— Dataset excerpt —
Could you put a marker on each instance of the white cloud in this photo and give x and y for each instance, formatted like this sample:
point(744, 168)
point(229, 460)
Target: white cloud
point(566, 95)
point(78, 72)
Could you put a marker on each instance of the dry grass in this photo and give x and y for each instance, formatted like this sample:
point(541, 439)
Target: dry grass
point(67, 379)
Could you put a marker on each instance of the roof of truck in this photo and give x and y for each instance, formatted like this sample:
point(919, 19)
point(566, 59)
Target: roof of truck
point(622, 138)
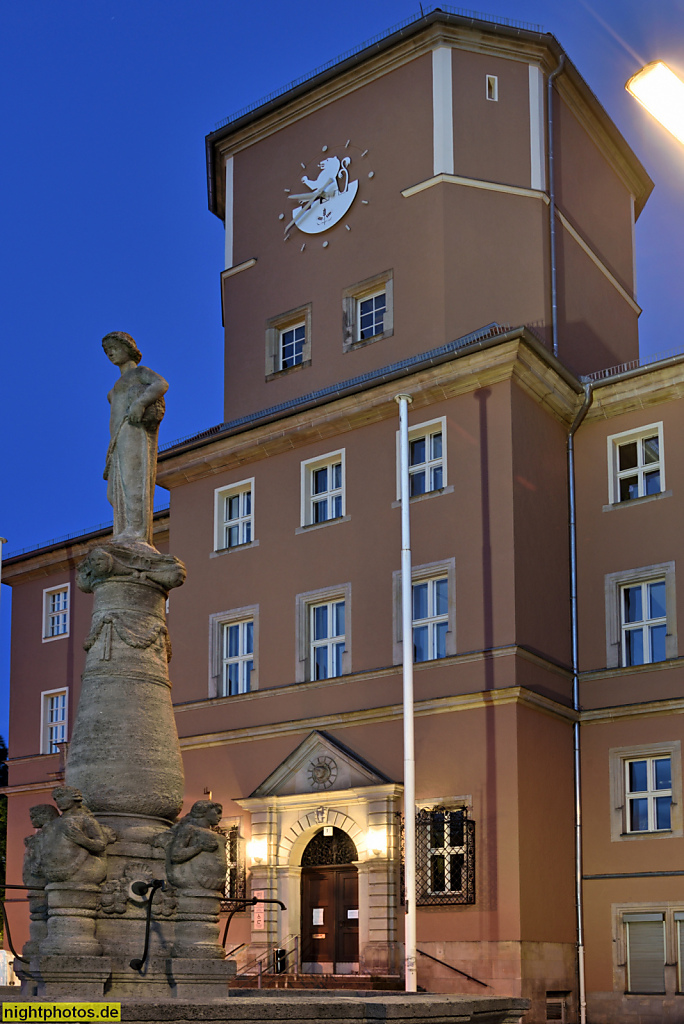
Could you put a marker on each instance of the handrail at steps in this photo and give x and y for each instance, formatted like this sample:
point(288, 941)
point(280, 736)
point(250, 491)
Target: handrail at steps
point(452, 968)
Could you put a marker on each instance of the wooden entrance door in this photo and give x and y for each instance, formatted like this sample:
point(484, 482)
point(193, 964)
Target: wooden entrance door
point(330, 919)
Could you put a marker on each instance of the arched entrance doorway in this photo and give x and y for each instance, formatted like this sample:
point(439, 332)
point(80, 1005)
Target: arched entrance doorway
point(330, 903)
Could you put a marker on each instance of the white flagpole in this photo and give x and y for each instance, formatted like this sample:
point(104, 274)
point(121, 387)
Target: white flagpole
point(409, 752)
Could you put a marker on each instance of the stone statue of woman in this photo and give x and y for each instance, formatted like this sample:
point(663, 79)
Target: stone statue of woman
point(137, 410)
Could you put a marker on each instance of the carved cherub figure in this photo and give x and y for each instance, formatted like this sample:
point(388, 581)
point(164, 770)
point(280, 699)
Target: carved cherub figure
point(72, 846)
point(195, 853)
point(32, 875)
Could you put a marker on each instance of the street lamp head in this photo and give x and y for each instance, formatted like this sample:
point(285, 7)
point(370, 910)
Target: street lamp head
point(661, 92)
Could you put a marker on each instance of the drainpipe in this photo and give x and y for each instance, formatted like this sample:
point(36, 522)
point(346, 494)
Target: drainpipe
point(552, 206)
point(411, 974)
point(579, 899)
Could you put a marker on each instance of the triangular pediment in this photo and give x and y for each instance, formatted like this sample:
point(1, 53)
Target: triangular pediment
point(319, 765)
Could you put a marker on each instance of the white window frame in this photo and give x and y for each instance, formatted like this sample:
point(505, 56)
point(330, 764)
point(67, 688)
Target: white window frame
point(241, 659)
point(309, 500)
point(618, 759)
point(492, 87)
point(275, 328)
point(351, 301)
point(626, 437)
point(47, 594)
point(614, 584)
point(45, 697)
point(643, 625)
point(427, 430)
point(420, 573)
point(220, 523)
point(304, 640)
point(217, 624)
point(291, 329)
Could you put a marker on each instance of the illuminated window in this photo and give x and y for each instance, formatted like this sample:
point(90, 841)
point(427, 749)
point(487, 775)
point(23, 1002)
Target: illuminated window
point(53, 726)
point(238, 657)
point(635, 464)
point(234, 515)
point(323, 488)
point(55, 612)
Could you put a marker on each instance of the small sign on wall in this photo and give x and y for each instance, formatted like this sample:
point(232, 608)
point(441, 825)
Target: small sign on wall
point(258, 914)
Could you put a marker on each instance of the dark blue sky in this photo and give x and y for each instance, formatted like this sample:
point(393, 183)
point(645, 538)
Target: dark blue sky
point(104, 222)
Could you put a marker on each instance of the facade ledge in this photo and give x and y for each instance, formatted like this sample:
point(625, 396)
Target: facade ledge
point(637, 501)
point(310, 526)
point(428, 494)
point(513, 355)
point(388, 713)
point(238, 547)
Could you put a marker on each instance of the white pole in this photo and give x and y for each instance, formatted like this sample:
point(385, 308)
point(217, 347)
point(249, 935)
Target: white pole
point(3, 540)
point(408, 660)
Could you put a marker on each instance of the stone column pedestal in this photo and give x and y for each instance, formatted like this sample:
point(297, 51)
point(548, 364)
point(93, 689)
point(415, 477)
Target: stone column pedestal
point(71, 920)
point(198, 926)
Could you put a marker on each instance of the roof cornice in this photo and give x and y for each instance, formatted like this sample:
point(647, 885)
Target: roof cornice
point(513, 355)
point(396, 49)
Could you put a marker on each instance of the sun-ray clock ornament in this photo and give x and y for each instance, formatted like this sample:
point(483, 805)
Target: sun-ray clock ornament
point(332, 183)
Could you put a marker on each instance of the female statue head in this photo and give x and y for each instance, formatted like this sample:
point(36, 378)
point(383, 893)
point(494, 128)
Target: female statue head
point(125, 341)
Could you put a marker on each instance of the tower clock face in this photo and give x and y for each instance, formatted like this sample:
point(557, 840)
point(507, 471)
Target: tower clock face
point(333, 182)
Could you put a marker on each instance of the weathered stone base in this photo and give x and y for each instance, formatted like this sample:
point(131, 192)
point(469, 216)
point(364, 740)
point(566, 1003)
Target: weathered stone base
point(111, 978)
point(319, 1008)
point(60, 977)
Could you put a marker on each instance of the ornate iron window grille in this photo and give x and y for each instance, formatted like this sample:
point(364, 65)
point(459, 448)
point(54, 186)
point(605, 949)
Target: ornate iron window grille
point(444, 857)
point(236, 879)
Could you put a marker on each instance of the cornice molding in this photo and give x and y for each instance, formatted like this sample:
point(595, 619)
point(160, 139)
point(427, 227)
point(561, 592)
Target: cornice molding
point(512, 358)
point(390, 713)
point(638, 389)
point(61, 557)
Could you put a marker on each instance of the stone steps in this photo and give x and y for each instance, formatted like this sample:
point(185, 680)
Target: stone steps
point(343, 982)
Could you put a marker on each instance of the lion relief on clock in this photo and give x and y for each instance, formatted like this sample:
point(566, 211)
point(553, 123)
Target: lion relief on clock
point(333, 184)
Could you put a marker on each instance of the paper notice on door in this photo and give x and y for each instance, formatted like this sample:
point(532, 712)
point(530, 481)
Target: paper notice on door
point(258, 918)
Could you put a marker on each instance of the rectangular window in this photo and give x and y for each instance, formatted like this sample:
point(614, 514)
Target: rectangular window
point(233, 645)
point(433, 611)
point(54, 720)
point(648, 792)
point(55, 612)
point(644, 622)
point(288, 341)
point(323, 488)
point(641, 615)
point(445, 856)
point(492, 87)
point(234, 515)
point(430, 615)
point(645, 952)
point(635, 464)
point(291, 347)
point(425, 465)
point(327, 630)
point(427, 458)
point(236, 875)
point(238, 657)
point(323, 621)
point(367, 311)
point(371, 311)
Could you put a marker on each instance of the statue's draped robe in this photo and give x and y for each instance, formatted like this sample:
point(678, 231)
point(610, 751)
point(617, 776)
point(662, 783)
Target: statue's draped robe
point(131, 459)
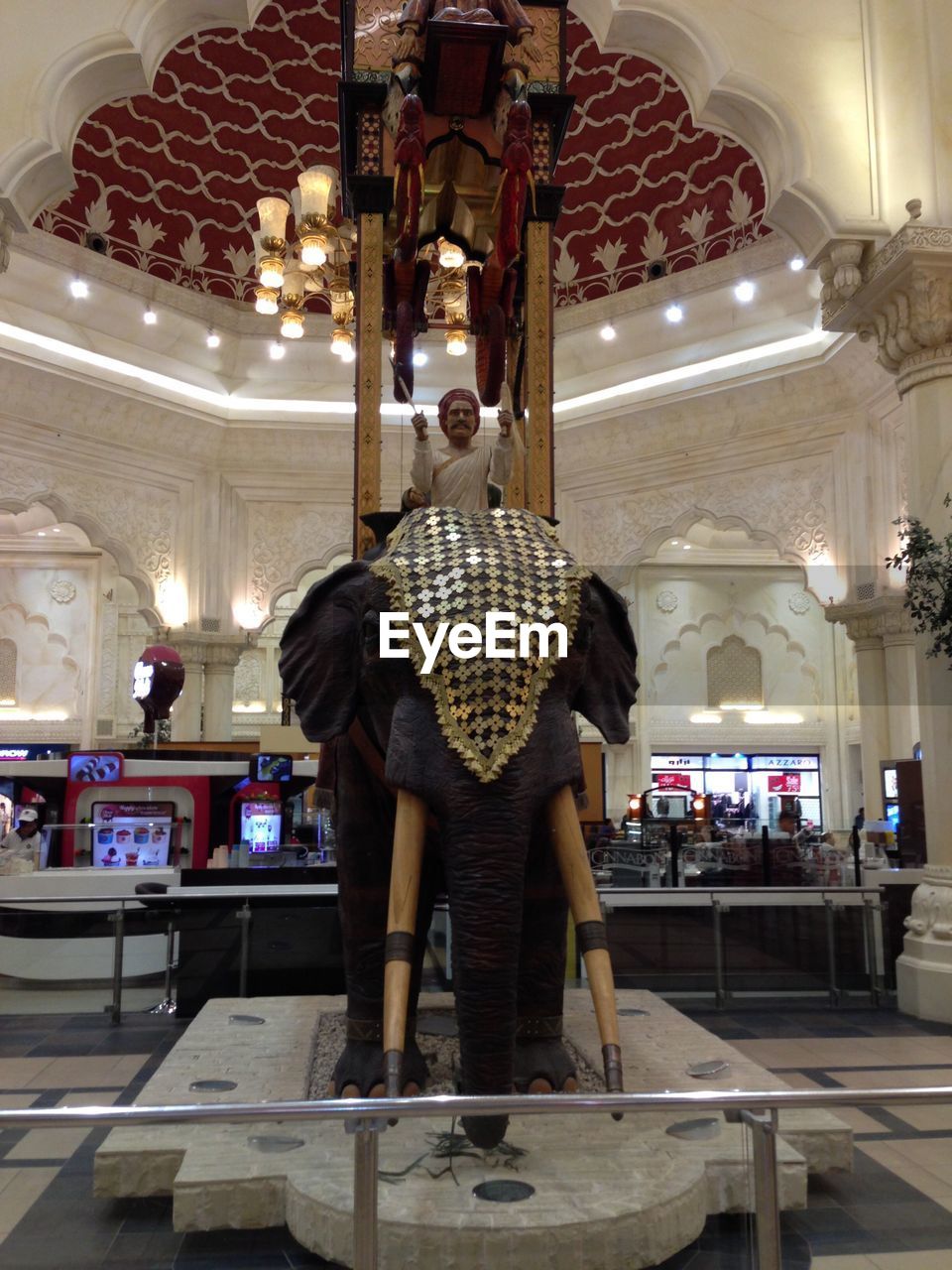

— Exercise description —
Print all of the rows above verbatim, omitting the pictures from your output.

— Result —
Could you put a marker on each instance of the white cloud in this photo and give x and y for each instance, formatted like this sample:
point(744, 168)
point(229, 460)
Target: white cloud
point(566, 95)
point(78, 72)
Could you put a marker on each instance of the dry grass in this photo and give x and y for each instance, formatted like this sample:
point(541, 439)
Target: dry grass
point(67, 379)
Could you put a marker on each instance of the roof of truck in this photo and give x and y for each instance, formatted like this sample:
point(919, 19)
point(566, 59)
Target: roof of truck
point(622, 138)
Could you put a marker on each instance of the handrail at steps in this photo and give x and y for each instance, formatted like this sample:
point(288, 941)
point(280, 736)
point(250, 491)
Target: handrail at steps
point(452, 968)
Could you put a marker on each instance of the wooden entrance door in this photo and give x and y for each instance, formatted like this sample:
point(484, 482)
point(193, 964)
Target: wooden entrance door
point(330, 919)
Could you put a marker on each instance of the arched entrance doorway in this photo and give x and y for each instance, formatted like this sample:
point(439, 332)
point(80, 1005)
Target: arched entrance doorway
point(330, 903)
Could you put a marker on each instance of the white flagpole in this photo and give x and y for each instance, formatted like this sample:
point(104, 274)
point(121, 387)
Target: white flagpole
point(409, 752)
Could you put a marker on each instance of the stone statue of woman in this photo and give x and y for each instance, formatted like this sample:
point(663, 79)
Target: stone statue of woman
point(137, 410)
Could you put a marker on each instance of the carved cherub figure in this photo and give x and y for each instance, formatted like this sample:
point(388, 581)
point(164, 770)
point(280, 699)
Target: carved cherub figure
point(72, 846)
point(195, 853)
point(32, 875)
Could you put a marker on each instance of the street lamp head in this photo and give x and y for each instance, formatted like this sample:
point(285, 7)
point(370, 910)
Target: street lamp head
point(661, 92)
Could you put a marker on each instance of the drainpipe in this photo and give x and y for each instance, formatted like this sample:
point(36, 522)
point(346, 494)
Target: drainpipe
point(552, 206)
point(411, 974)
point(579, 899)
Could you put a marker on each instance of the triangular pediment in this photo and give x and y for each instance, formatted like this sample:
point(1, 53)
Target: triangular pediment
point(319, 765)
Could you put a marker on each instance of the white window frame in this photo and give x and y for each instance, formatted like this sample:
point(505, 56)
point(330, 764)
point(67, 688)
Target: white window frame
point(241, 659)
point(309, 500)
point(618, 759)
point(492, 87)
point(275, 328)
point(351, 301)
point(626, 437)
point(47, 594)
point(614, 584)
point(45, 697)
point(643, 625)
point(427, 430)
point(420, 573)
point(220, 523)
point(304, 640)
point(217, 624)
point(291, 329)
Could you put a marker on each instance of the illuminated window in this photo and give x and y for each instance, formatted like this sample:
point(90, 841)
point(427, 749)
point(487, 775)
point(23, 1002)
Target: illuminated window
point(53, 726)
point(238, 657)
point(635, 464)
point(234, 515)
point(323, 488)
point(55, 612)
Could you put a marker on each instance of the small sign on wall in this photo and give x and y for each instance, formatted like this sample:
point(232, 608)
point(441, 825)
Target: small sign on wall
point(258, 914)
Could you put a marker on each instance of the dark blue sky in this photo and give x and y for each instance, formatted like this sample:
point(393, 183)
point(645, 538)
Target: dark blue sky
point(104, 222)
Could you put a marker on each instance of the facade ledge in this photo and give x and y for each instance, formatted like this sample:
point(625, 396)
Target: facade ledge
point(637, 501)
point(310, 526)
point(428, 494)
point(513, 355)
point(388, 713)
point(238, 547)
Could you put a marker on each instance of the white pole in this photo and give x and y for each instance, formatted like this sample:
point(385, 308)
point(217, 347)
point(249, 935)
Target: white pole
point(3, 540)
point(408, 660)
Could you put a marker on each instance of the stone column pedestal in this photo and give x and y for each instance, formatted like this sample:
point(297, 51)
point(548, 364)
point(93, 689)
point(415, 477)
Target: stone column pedestal
point(71, 920)
point(198, 926)
Could you put a marker on each instance of the roof cornice in this photo and give x and y for each instance, formatted like this sample:
point(647, 885)
Target: roof cornice
point(513, 355)
point(396, 49)
Could you put a marker on each instance of the sun-ray clock ornament in this photo and give x and y for each instance, formatted like this sample:
point(483, 805)
Target: sun-ray clock ornament
point(332, 183)
Could you put a marker on each instance of the female statue head in this photo and give x and y for each instance, formatted like this sample:
point(36, 378)
point(383, 893)
point(494, 128)
Target: female statue head
point(125, 341)
Could you put a marker on each instance of the tower clock face in this photo and give x and y for each instance, formatted like this sample:
point(557, 840)
point(507, 471)
Target: tower clock face
point(333, 182)
Could you put a marker on each instance of the weathered stone base in this photo and give x and y for each instance, formatted like this sample:
point(131, 192)
point(469, 216)
point(364, 740)
point(566, 1003)
Target: weathered stone base
point(111, 978)
point(319, 1008)
point(60, 977)
Could you put a marker on each instance of the ornate iron window grille in this photo and give x and y for each instance, formatted like this sample:
point(364, 65)
point(459, 448)
point(54, 186)
point(605, 949)
Target: ornate iron window grille
point(444, 857)
point(236, 879)
Could you put a marker on each instance of the cornice molding in this photo and give x and y for each instance, formatted like this sample:
point(595, 619)
point(160, 139)
point(427, 227)
point(561, 592)
Target: cornice molding
point(512, 358)
point(390, 713)
point(638, 389)
point(61, 557)
Could you put a marker on each instance of the stone steps in this photo and give x and y for each instance, formatted like this sample:
point(185, 680)
Target: stone steps
point(343, 982)
Could you put a marker on each instance of the lion relief on clock in this photo and give x and y for each instance, formatted like this sample:
point(566, 211)
point(553, 123)
Target: lion relief on clock
point(333, 184)
Could you put a marker on each instance of the paper notice on door in this photo and give x and y for each instance, formatted like this sample:
point(532, 712)
point(530, 481)
Target: paper notice on door
point(258, 918)
Could you put a marker on each instance of the rectangular window in this photo and give x and y for each instance, formatted like this sample:
point(614, 514)
Target: rectangular window
point(233, 645)
point(433, 611)
point(54, 720)
point(648, 792)
point(55, 612)
point(644, 622)
point(288, 341)
point(323, 488)
point(641, 615)
point(445, 856)
point(492, 87)
point(234, 515)
point(430, 615)
point(645, 952)
point(635, 464)
point(291, 347)
point(425, 465)
point(327, 630)
point(427, 458)
point(236, 875)
point(238, 657)
point(323, 621)
point(367, 311)
point(371, 311)
Could you put a marker on each instance of the statue's draped robe in this photo and give x and y for each instance, formatted like this sample:
point(678, 231)
point(610, 751)
point(617, 776)
point(662, 783)
Target: statue's draped robe
point(131, 459)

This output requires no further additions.